Kajtek i Koko. Śladem białego wilka. Tom 1. Duch bunkra – wilczy artykuł nr 69
„Śladem białego wilka” to historia, która po raz pierwszy pojawiała się w „Wieczorze Wybrzeża” od 25.05.1966 do 02.06.1967. Przez lata doczekaliśmy się kilku albumowych wydań — najnowsze z nich to: „Kajtek i Koko. Śladem białego wilka. Tom 1. Duch bunkra”. Mam w domu trzy wydania tego komiksu: K.A.W. z 1989, Egmont z 2007 i tegoroczne — również z Egmontu. Co ciekawe, różnią się od siebie i to dość mocno, choć sama historia pozostaje niezmienna.


Przygoda, która goni za wybierającymi się na urlop marynarzami
A o czym to? Kajtek i Koko schodzą na ląd, choć urlop wymuszony jest nie chęcią odpoczynku, a remontem statku „Kakaryka”. Urlop to urlop — panowie wsiedli na Vespę i ruszyli ochoczo przed siebie, ale przygoda bardzo szybko ich dogoniła. W prasie ogłoszono, że w okolicy grasuje biały wilk, za którego wyznaczono nagrodę. Od pieniędzy ważniejsza jednak jest intryga, a im dalej w fabułę, tym robi się bardziej interesująco. Są bunkry, są jeziora, są małe miasteczka. Kajtek i Koko wpadają na podejrzanych malarzy, którzy nie wiedzą, co to gwasz, i myśliwych udających strażników skarbu Hitlera. Gdybym czytał tę historię w odcinkach, to niecierpliwie czekałbym na kontynuację. Teraz sprawa jest łatwiejsza, bo nie dostajemy pasków, tylko albumy. Ich ilość to pierwsza z różnic poszczególnych wydań.


Ilość albumów
Wydanie z 2007 roku jest kompletne, to znaczy, w jednym albumie otrzymujemy pełną historię. I to jest fajne, bo „Śladem białego wilka” to rasowy kryminał — zwrotów akcji jest dużo i ciągle coś wyskakuje, czy to z krzaków, czy zza rogu labiryntu korytarzy w bunkrach. Mapy, plany, tajemnice — choć szybko się okazuje, że to nie biały wilk jest centrum tajemnicy. W wydaniu K.A.W. opowieść została podzielona na trzy części: „Śladem białego wilka”, „Duch bunkra” i „Chybiony strzał”, co ma wpływ na skompletowanie całości — w końcu są to komiksy wydane w latach 1989–1990. Polowanie może być ciężkie. Ja mam tylko pierwszą część. Nowe wydanie Egmontu składać się będzie z dwóch tomów: „Duch bunkra” i „Chybiony strzał”, a „Śladem białego wilka” zostało przeniesione do podtytułu.

▶ _Zebrany materiał_
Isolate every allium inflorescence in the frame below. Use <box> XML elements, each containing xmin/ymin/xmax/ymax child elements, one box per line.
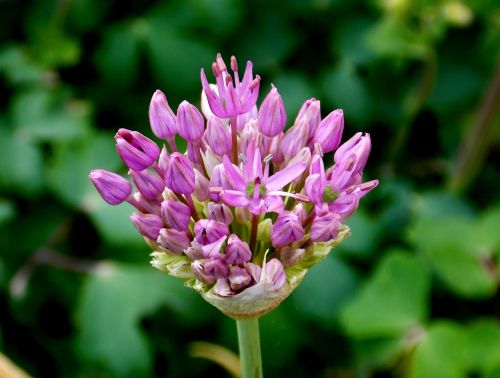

▶ _Zestaw zadań_
(a) W jakiej gazecie po raz pierwszy ukazywała się historia „Śladem białego wilka” według tekstu o tym komiksie?
(b) Wymień tytuły wszystkich części, na które podzielono opowieść w wydaniu K.A.W., opisanym w tekście o komiksie „Śladem białego wilka”.
(c) Napisz dalszy ciąg tekstu o komiksie „Śladem białego wilka”, zaczynając zaraz po jego ostatnim zdaniu.

▶ _Odpowiedzi do zadań_
(a) W „Wieczorze Wybrzeża”.

(b) „Śladem białego wilka”, „Duch bunkra”, „Chybiony strzał”.

(c)
Format
K.A.W. użyło poziomego formatu — ma to lekki wpływ na czytanie, bo lektura przypomina trochę oglądanie rozkładówki, ale co ciekawe, pionowe wydanie Egmontu z 2007 roku bardziej wpada w oko, choć rozmiar kadru jest dokładnie taki sam. Niektóre z dymków zostały poprzesuwane w lewo względem kadru i przy układzie poziomym ładnie na siebie nachodzą. W układzie pionowym zdarza się, że jakaś chmurka zawisa w powietrzu. Nowe wydanie, również pionowe, ma większy format i kadry są większe, co działa na plus dla ilustracji i dla krągłej, eleganckiej kreski Janusza Christy.
Tylko wydanie z 2007 roku jest w twardej oprawie, ale w nowym wydaniu nie jest źle — przynajmniej nie tak źle jak w starym wydaniu K.A.W., bo miękka okładka tego wydania jest strasznie narażona na zużycie: wyciera się, a nawet nadrywa. Egmontowy kartonik na pewno zniesie więcej.


Kolor i papier
Wydanie z 2007 roku jest czarno-białe i na dobrej jakości papierze. Pamiętam, że jako dzieciak byłem rozczarowany czarno-białą „Zabłąkaną rakietą” i zamierzałem ją sam pokolorować. „Śladem białego wilka” bez koloru wygląda jednak znakomicie i pasuje do kryminalnej zagadki. Nowe wydanie zawiera zremasterowane kolory i w wielu miejscach (popatrzcie na puchar wbity na głowę brodacza) nawet nie zamierza naśladować wydania K.A.W. — dziś już wypłowiałego i pożółkłego. Nowe kolory są ładniejsze, ale szkoda mi czerwonego zarysu myśliwego w hitlerowskim kadrze, ukrywającego się w cieniu, bo wyglądał złowrogo. Jeżeli jeszcze kiedyś doczekamy się kolejnego wydania, chętnie zobaczyłbym, jak się będzie ten komiks prezentował w kolorze, ale na papierze offsetowym.
Tekst i dodatkowe paski
Nowe wydanie ma przywrócony, oryginalny tekst, ale nie wychwyciłem zmian względem wydania z 2007 roku. Za to są delikatne różnice względem K.A.W.: „Przyjaciele wciąż czekali…” zamiast „Przyjaciele w dalszym ciągu czekali”, „Patrz, krew na trawie!” zamiast „Patrz. Na trawie krew”, „Złożymy wizytę myśliwym i zobaczymy, jak się mają” zamiast „Złożymy wizytę myśliwym i zobaczymy, jak ich zdrowie”.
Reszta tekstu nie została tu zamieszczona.